───── Input data
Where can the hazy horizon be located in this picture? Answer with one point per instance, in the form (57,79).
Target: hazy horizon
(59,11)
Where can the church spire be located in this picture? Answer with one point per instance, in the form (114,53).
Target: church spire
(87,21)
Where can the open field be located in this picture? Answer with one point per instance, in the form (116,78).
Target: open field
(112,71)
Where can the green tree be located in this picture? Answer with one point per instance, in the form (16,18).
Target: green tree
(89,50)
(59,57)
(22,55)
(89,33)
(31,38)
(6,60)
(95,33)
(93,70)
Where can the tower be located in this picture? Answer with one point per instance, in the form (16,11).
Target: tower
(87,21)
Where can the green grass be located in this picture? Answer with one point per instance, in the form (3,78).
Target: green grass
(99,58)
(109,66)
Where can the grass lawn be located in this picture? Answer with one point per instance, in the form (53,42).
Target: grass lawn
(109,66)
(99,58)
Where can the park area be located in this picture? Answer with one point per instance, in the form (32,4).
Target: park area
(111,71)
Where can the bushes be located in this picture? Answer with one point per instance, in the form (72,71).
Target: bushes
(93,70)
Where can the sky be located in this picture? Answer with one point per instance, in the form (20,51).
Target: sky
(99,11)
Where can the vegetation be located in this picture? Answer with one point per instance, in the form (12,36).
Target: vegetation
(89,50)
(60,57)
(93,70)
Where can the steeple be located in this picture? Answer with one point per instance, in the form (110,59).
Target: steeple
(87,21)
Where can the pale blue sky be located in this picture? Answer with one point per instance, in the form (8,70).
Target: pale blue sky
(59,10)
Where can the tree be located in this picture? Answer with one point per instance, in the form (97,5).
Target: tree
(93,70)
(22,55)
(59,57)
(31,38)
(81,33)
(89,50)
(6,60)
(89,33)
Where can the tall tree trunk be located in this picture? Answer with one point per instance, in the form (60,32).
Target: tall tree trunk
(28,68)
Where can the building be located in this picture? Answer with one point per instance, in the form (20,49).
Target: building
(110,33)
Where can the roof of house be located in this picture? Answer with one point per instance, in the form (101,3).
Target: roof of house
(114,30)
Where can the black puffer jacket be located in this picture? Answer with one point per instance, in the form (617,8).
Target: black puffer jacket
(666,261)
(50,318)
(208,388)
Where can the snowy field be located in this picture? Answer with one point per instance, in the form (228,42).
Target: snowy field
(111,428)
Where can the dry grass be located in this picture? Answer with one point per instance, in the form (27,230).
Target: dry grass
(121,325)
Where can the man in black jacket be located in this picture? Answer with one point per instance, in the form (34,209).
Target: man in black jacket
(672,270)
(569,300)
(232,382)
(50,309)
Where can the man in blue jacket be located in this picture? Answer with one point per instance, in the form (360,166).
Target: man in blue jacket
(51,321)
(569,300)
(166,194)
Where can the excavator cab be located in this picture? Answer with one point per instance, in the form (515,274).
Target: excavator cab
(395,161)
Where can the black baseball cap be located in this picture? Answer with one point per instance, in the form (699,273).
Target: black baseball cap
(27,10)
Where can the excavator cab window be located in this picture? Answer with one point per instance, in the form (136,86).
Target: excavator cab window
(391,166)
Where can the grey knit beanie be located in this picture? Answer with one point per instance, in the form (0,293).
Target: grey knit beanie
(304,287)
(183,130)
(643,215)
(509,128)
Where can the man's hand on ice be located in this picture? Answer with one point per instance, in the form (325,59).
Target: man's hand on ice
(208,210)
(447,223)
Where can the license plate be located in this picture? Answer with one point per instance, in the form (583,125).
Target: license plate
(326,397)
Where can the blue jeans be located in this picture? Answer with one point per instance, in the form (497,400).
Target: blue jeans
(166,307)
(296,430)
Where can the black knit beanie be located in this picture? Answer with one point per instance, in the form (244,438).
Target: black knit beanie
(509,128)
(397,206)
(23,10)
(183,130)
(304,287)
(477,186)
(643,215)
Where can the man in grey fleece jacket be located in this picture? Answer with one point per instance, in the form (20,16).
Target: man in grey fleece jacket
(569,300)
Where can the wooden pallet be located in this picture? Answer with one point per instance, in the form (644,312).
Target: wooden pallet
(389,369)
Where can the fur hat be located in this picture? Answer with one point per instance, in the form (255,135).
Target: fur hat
──────────
An exact copy of every entry is what is needed here.

Where can the hazy horizon be located in this picture? Answer with one point per instance, in the form (57,79).
Target: hazy horizon
(59,11)
Where can the church spire be located in this picture? Answer with one point per instance, in the form (114,53).
Target: church spire
(87,21)
Where can the open field be located in this picture? Answer with one point per instance, in the form (116,78).
Target: open field
(112,71)
Where can the green tree be located in this picture? Answer with one point per instance, in the form (16,18).
Target: green tree
(89,50)
(59,57)
(22,55)
(89,33)
(31,38)
(6,60)
(95,33)
(93,70)
Where can the tower be located in this picture? Answer with one point per instance, in the form (16,11).
Target: tower
(87,21)
Where can the green grass be located in this picture? Answer with one point per instance, in the form (3,78).
Target: green grass
(99,58)
(109,66)
Where can the grass lawn be located in this picture? Answer with one point per instance, in the form (53,42).
Target: grass lawn
(109,66)
(99,58)
Where can the park area be located in this picture? Answer with one point per instance, in the form (32,4).
Target: park area
(111,71)
Where can the bushes be located in this picture? Answer with one point per instance, in the form (72,71).
Target: bushes
(93,70)
Where can the sky be located in this picture? Answer with one point per instance, in the form (20,51).
Target: sky
(99,11)
Where can the vegetation be located in this picture? Answer with one point per instance, in the form (12,36).
Target: vegetation
(89,50)
(60,57)
(93,70)
Where can the steeple be located in this picture? Answer with one point per instance, in the form (110,59).
Target: steeple
(87,21)
Where can the pale blue sky be located in this picture? Answer with one point per instance, in the form (8,70).
Target: pale blue sky
(59,10)
Where can the tree be located in this picture? Answer with one point per instance, in the form (97,5).
Target: tree
(93,70)
(22,55)
(59,57)
(31,38)
(81,33)
(89,50)
(6,60)
(89,33)
Where can the tall tree trunk be located in this picture? Answer with one point per instance, in the form (60,32).
Target: tall tree trunk
(28,68)
Where can the building be located in this picture? Answer with one point per instance, in the form (20,49).
Target: building
(110,33)
Where can the roof of house be located in this picture? Answer with one point per instance, in the form (101,3).
Target: roof of house
(114,30)
Where can the black puffer jacket be located in this picture? Answer with one point per instance, in the form (617,8).
Target: black puffer jacket
(666,261)
(50,318)
(208,388)
Where can the snowy field be located in this picture? Answer with one point per instance, in the form (228,42).
Target: snowy field
(111,428)
Where can the dry grass be located in this picture? Answer with one point per instance, in the form (27,230).
Target: dry grass
(121,325)
Where can the man in black jacket be located in this picture? Answer with one point per instance, in the form (34,209).
Target: man in black jacket
(672,270)
(569,300)
(232,382)
(50,309)
Where can the man in blue jacket be located in this picture? Answer with one point per instance, in the form (360,166).
Target: man in blue jacket
(51,321)
(569,300)
(166,194)
Where can the excavator cab be located in this picture? Answer with one point per instance, in the form (515,274).
Target: excavator cab
(395,161)
Where can the black baseball cap be located in this picture? Answer with one point per instance, in the form (699,273).
Target: black baseball cap
(27,10)
Where can the excavator cab window be located in this picture? Answer with one point per instance, in the form (136,86).
Target: excavator cab window
(391,166)
Where can the grey knit beanie be located in this picture? Answer with one point per instance, in the form (0,293).
Target: grey knit beanie
(304,287)
(183,130)
(643,215)
(509,128)
Where can the man's hand on ice be located in this picture? Answer with one point per instance, in the form (325,59).
Target: man's hand on ice
(208,210)
(447,223)
Where can the license plate be located in this picture? Answer with one point per instance, in the form (583,125).
Target: license plate
(326,397)
Where can the blue jeans be located in this picture? Answer with one point per instance, in the form (497,400).
Target: blue jeans
(166,307)
(296,430)
Where can the black knit beanie be located in this picture? Answer with one point per instance, in the form (244,438).
Target: black knit beanie
(509,128)
(397,206)
(23,10)
(183,130)
(304,287)
(477,186)
(643,215)
Where can the man in grey fleece jacket be located in this picture? Answer with one point per instance, in the form (20,16).
Target: man in grey fleece jacket
(569,300)
Where can the wooden pallet be located in this picture? Answer with one point per instance, in the form (644,312).
Target: wooden pallet
(389,369)
Where can the fur hat be located in this picture? Answer with one point per instance, in the form (255,135).
Target: fur hat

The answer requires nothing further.